▸ **Exercise instructions**
Check every line below for the string "grassy", and copy the lines that contain it.

▸ **Source records**

━━━━

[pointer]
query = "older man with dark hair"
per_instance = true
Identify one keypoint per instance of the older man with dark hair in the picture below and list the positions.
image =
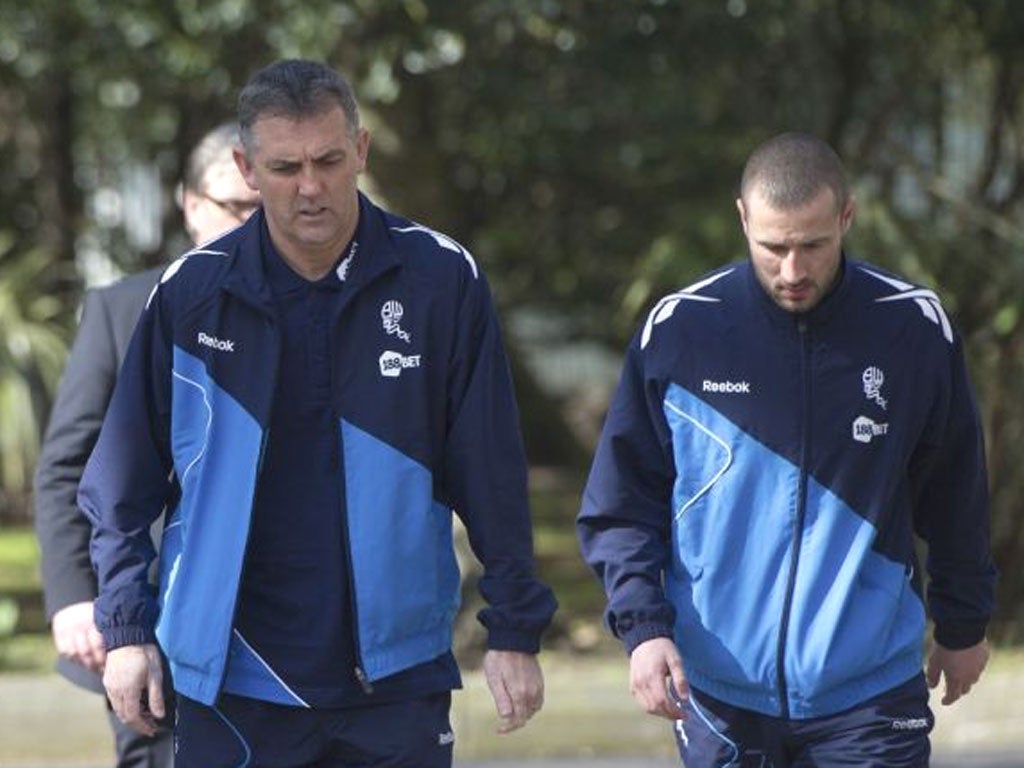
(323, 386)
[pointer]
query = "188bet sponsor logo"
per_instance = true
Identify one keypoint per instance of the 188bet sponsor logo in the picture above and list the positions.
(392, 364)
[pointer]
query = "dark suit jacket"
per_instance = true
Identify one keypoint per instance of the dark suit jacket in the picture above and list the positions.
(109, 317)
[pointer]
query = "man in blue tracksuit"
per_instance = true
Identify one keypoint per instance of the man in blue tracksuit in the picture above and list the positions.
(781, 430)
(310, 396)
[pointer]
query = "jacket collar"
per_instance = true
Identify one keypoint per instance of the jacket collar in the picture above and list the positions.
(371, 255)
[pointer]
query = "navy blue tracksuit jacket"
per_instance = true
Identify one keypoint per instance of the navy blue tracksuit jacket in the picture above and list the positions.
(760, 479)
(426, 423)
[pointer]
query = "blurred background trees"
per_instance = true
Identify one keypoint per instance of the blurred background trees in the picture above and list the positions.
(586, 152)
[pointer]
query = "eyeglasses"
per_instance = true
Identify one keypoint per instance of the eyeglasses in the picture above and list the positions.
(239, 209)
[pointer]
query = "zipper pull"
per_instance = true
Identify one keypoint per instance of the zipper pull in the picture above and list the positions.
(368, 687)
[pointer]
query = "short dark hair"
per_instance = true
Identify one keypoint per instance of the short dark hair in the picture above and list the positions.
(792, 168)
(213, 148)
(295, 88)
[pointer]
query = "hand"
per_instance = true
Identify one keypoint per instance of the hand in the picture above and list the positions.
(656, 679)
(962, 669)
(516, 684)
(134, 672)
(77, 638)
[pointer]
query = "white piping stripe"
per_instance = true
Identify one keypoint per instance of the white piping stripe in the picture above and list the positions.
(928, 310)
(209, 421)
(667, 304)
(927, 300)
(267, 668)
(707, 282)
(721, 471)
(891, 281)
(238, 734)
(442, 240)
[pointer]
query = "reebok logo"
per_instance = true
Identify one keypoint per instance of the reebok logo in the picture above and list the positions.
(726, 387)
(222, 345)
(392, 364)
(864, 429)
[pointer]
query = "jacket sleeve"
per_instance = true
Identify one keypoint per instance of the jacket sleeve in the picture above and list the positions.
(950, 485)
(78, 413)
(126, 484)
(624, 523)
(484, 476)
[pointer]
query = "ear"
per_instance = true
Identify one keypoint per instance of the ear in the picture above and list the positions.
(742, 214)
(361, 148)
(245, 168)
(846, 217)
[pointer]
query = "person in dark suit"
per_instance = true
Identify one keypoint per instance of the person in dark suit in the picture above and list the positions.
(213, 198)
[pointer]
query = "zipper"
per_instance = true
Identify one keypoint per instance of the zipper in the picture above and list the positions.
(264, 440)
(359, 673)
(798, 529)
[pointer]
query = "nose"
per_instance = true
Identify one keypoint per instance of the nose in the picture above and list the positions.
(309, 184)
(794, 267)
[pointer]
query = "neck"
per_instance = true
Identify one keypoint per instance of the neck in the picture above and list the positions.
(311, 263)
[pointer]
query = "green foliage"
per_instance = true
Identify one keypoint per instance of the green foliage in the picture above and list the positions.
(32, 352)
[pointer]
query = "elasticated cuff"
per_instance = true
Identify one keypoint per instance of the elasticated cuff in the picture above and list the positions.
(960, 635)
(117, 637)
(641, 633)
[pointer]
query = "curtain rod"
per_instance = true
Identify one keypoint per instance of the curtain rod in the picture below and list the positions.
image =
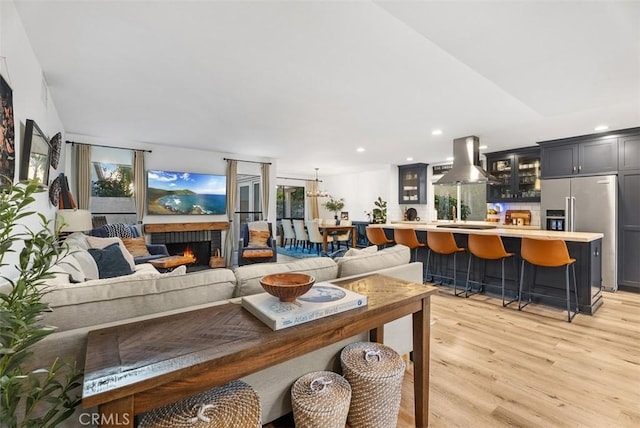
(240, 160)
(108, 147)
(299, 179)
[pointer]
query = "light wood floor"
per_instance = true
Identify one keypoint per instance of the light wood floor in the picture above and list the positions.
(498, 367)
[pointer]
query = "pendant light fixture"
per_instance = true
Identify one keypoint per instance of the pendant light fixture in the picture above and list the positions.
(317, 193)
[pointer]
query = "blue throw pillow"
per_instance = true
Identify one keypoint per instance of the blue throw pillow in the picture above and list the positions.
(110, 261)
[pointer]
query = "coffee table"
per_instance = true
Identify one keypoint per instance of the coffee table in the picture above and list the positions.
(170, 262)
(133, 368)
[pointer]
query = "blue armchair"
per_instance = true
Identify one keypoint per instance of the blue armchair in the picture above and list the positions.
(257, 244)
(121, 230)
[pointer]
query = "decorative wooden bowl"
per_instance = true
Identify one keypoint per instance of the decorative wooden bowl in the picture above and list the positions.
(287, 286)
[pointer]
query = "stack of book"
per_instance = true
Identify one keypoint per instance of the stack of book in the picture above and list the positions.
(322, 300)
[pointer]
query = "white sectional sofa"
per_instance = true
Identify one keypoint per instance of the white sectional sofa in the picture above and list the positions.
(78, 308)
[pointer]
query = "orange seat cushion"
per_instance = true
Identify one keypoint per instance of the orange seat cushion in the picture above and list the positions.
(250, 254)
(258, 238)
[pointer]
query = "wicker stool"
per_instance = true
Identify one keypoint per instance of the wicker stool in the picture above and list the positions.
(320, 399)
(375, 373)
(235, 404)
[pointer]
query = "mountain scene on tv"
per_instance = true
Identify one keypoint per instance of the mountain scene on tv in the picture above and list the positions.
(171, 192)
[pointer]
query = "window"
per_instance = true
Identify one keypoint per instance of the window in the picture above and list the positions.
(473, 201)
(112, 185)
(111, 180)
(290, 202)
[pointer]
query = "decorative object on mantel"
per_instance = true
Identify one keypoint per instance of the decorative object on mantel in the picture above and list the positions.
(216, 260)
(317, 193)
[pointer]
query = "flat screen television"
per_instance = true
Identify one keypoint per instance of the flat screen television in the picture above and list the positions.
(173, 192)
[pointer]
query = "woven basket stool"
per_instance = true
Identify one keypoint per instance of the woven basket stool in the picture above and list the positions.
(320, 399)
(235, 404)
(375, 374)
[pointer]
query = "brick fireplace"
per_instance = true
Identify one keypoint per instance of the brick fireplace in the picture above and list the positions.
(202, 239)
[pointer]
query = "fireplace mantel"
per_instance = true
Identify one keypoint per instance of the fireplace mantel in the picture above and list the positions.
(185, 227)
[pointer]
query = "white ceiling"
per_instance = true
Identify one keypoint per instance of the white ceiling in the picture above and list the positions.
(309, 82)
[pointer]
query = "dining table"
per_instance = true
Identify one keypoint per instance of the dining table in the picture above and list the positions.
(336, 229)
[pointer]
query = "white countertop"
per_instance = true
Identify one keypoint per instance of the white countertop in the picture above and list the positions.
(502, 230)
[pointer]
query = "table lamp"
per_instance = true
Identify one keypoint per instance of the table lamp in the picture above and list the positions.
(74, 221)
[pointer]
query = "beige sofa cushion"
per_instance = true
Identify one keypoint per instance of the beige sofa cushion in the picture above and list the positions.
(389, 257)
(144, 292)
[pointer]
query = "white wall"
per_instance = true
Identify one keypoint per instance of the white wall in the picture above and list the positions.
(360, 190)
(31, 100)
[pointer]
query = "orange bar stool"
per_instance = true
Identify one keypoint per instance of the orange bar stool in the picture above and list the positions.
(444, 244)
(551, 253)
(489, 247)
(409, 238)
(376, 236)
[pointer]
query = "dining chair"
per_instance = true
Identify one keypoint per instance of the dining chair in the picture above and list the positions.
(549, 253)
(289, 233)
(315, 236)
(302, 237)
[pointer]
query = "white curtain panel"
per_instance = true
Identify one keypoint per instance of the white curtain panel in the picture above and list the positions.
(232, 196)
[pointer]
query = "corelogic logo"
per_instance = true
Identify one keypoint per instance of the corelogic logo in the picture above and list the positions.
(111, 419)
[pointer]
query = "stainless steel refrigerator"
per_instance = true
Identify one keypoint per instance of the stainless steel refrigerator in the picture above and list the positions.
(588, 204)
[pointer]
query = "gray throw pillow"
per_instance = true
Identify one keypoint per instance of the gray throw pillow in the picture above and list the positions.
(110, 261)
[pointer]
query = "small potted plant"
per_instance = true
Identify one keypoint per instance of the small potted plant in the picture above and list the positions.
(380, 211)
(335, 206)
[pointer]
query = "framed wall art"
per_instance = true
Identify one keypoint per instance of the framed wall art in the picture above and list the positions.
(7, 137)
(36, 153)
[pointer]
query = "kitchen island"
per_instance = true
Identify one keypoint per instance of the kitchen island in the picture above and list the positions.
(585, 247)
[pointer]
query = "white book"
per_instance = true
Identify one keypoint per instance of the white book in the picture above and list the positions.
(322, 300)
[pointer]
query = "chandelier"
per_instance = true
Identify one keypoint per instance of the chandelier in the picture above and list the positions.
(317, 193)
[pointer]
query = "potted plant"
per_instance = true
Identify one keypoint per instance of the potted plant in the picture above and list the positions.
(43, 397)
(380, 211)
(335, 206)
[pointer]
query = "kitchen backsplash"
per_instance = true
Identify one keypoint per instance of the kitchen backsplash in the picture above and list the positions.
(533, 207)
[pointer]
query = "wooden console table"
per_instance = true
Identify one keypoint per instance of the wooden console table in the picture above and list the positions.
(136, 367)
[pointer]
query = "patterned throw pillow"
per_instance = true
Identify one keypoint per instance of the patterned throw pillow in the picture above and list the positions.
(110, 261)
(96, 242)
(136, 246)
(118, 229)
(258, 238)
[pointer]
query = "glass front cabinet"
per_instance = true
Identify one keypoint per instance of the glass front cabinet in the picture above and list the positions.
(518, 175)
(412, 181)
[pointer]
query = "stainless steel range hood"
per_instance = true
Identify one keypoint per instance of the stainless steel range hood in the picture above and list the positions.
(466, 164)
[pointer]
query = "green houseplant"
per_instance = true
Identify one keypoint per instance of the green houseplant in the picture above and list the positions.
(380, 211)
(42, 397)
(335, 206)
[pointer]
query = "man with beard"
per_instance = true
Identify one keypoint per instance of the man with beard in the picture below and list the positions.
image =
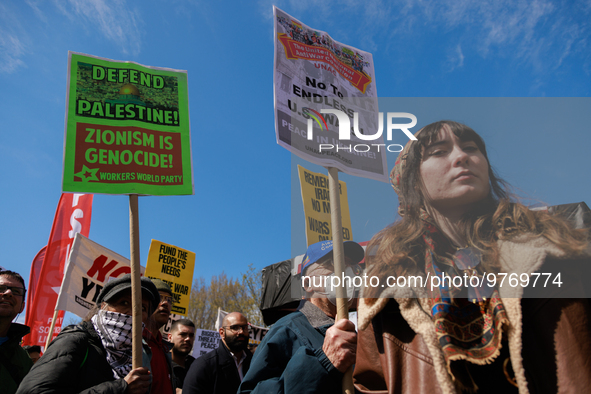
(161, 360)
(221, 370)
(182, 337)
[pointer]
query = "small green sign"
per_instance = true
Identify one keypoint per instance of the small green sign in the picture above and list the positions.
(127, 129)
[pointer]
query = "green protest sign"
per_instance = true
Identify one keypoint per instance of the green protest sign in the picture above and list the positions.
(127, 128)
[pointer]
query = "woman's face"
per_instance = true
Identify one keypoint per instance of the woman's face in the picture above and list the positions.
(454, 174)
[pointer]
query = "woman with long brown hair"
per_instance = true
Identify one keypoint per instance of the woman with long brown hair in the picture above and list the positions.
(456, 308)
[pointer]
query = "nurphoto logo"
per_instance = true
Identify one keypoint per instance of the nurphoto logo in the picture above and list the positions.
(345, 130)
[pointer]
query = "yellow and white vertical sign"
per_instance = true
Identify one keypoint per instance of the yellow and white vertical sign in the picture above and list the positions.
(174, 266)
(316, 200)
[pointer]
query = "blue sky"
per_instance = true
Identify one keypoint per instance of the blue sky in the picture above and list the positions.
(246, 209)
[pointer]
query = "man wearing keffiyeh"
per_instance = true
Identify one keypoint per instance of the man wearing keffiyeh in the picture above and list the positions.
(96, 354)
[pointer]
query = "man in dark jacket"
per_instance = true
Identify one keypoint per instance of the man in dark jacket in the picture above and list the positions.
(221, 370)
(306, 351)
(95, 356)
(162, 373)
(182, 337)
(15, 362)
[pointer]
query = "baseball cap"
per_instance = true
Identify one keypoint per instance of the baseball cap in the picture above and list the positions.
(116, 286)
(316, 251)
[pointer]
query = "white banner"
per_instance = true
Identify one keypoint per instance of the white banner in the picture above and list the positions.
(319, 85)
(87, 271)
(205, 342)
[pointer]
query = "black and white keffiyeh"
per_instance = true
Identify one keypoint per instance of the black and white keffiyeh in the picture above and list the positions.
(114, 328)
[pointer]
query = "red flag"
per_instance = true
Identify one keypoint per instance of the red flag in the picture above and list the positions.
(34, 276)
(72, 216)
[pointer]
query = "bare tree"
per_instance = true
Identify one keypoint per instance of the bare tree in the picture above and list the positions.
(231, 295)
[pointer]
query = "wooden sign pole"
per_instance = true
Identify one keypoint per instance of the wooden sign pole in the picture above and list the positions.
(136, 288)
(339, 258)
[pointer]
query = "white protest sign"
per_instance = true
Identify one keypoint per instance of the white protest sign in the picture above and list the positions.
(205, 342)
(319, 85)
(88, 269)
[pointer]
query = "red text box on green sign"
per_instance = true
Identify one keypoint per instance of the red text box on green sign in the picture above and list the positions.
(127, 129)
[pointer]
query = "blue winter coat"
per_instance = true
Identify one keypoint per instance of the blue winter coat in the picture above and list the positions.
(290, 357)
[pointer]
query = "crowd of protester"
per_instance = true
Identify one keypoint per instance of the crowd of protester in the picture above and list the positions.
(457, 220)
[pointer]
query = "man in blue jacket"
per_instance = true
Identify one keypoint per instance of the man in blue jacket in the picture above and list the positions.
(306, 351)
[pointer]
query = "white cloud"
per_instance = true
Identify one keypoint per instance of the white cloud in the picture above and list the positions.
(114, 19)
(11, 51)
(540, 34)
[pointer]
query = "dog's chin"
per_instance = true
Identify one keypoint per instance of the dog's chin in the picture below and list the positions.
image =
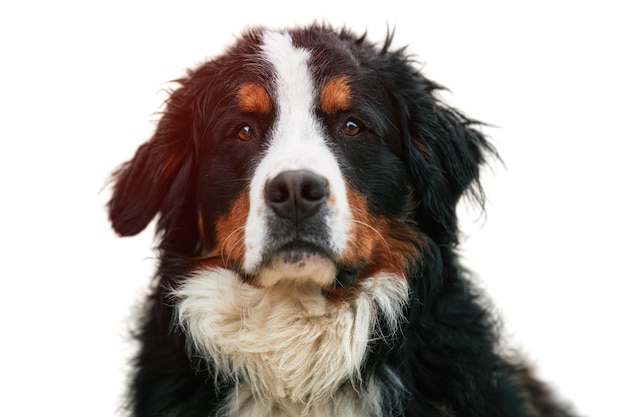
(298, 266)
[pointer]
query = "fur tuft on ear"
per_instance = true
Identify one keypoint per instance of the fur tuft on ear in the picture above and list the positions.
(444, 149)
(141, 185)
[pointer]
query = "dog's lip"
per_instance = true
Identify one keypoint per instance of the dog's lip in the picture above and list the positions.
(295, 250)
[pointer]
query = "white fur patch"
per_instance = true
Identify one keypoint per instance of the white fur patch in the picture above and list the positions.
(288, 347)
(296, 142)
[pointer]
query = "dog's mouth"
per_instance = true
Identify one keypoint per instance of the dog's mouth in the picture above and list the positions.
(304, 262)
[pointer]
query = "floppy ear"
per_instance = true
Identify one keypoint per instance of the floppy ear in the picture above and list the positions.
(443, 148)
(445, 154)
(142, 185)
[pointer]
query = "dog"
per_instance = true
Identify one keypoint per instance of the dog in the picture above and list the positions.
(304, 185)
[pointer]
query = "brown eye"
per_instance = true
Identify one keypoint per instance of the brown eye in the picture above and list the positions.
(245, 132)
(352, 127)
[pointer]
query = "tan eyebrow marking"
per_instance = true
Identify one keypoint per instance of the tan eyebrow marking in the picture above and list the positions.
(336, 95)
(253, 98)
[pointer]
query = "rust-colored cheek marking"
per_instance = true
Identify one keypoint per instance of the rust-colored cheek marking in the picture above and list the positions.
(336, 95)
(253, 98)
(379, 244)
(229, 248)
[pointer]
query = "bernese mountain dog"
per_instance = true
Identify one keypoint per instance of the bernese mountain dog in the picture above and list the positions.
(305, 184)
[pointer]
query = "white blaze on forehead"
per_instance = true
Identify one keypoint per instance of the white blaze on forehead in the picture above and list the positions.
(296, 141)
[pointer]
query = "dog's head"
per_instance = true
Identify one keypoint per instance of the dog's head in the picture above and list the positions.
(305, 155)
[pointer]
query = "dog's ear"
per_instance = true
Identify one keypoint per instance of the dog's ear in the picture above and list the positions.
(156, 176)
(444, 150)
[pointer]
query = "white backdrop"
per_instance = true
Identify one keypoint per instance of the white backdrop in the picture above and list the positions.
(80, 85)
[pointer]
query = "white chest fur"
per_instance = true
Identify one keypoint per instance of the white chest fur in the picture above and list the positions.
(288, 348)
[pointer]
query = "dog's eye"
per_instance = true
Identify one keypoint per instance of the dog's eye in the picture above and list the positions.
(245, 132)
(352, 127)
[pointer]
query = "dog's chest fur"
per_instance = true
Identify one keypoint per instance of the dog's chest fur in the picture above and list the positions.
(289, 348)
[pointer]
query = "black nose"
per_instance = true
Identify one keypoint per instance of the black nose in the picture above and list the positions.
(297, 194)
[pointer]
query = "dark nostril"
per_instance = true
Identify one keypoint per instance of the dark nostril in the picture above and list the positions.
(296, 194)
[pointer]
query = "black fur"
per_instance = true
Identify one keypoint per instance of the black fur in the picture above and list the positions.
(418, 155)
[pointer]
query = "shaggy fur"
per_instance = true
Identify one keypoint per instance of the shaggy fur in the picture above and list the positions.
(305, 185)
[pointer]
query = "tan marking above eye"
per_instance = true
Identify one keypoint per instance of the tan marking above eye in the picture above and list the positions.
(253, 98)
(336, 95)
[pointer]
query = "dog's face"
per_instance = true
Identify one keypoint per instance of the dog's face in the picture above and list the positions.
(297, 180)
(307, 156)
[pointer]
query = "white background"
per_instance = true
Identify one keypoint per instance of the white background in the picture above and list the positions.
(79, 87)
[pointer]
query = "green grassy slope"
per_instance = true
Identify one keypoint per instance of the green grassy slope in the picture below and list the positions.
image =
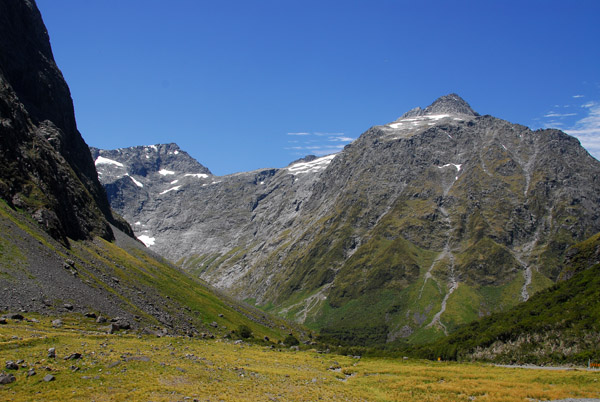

━━━━

▸ **Result of the task**
query = "green grassy slope"
Identify one keypoint per instance of the green grassy slope in the picture below and list the positions.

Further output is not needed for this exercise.